- **EXTRACT**
◇ ◇ ◇ ◇

Five Of The Books, In No Particular Order, I’ve Read But Which Have Left My Mind, A Fact About Which I Feel Mildly Guilty

1. Transparent Things, Vladimir Nabakov. Apparently my memory is even shorter than this 105-page novel.
2. The Birth of Tragedy, Friedrich Nietzche. Didn’t. Learn. A. Thing.
3. Go Down, Moses, William Faulkner. Sorry, Bill; this one just didn’t take.
4. Jazz, Toni Morrison. I’m guessing there was jazz in it.
5. The five books I’ve read by Cormac McCarthy, save for Child of God, which included one of my favorite sentences ever: “Bird flew.”

A random note from the card catalog of crushes, unrelated to books

So, let’s take it way back to the safety of adolescent crushes. I danced with Kelly Clement to the Cure’s “One More Time” (off Kiss Me, Kiss Me, Kiss Me) in May 1988. The party was in celebration of 8th grade graduation, and some parents had put up the cash for us to have a time at the Four Colonies Club in Crystal Lake, Illinois.

Just heard that song again. Hilarious, really. What’s with that flute?

Kelly was a big Robert Smith fan, which meant many kids (Come back here, you bastards!) made fun of her for it. But I very much liked the Cure then—thanks due to me older sis for introducing me to their songs!—and I was fond of Kelly too. I was really geeked about her asking me to dance to that one. She was a gem, a total sweetie. She was. She remained that way through high school, and the one time I saw her in a video store during college, she was still the same. She invited me to the Northwest where she was living. I didn’t go.

Reflecting on her, I think what I’d say is that she seemed remarkably adjusted to growing up. She was self-deprecating, of course—most good people are—but not in need of validation (or didn’t outwardly suggest this). She laughed a good deal, but it wasn’t empty laughter. So far as I remember, she wasn’t prone to taking swipes at people.

At the time, though, and I mean 1988 in that room full of 12 and 13 year olds drinking soda and talking wistfully about the good old days as a teenage dj uncorked the day’s music, I’d no such understanding of those feelings, no possibility of objectivity. I knew only that she was kind and had, as I saw it, good taste in music. And she was a total cutie, a tall thing with a small, purplish birthmark blossom on her neck. It looked like a hickey that was just about healed. It was a hickey that fate would never allow to be healed. I always wanted to kiss it. I never did.

◇ ◇ ◇ ◇

- **SUPPLIED INFORMATION**
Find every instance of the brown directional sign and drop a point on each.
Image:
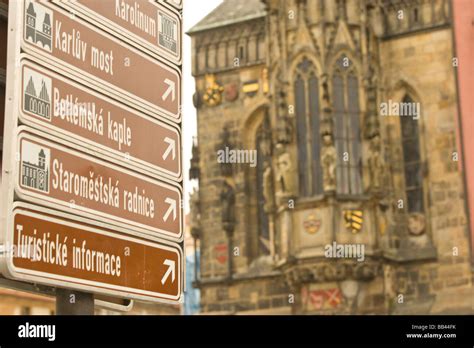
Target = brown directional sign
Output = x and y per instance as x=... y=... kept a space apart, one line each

◇ ◇ ◇ ◇

- **REQUESTS**
1. In the post, where was the 8th grade graduation party held?
2. List every author named in the post's list of books that have left the writer's mind.

- **EXPECTED OUTPUTS**
1. At the Four Colonies Club in Crystal Lake, Illinois.

2. Vladimir Nabakov, Friedrich Nietzche, William Faulkner, Toni Morrison, Cormac McCarthy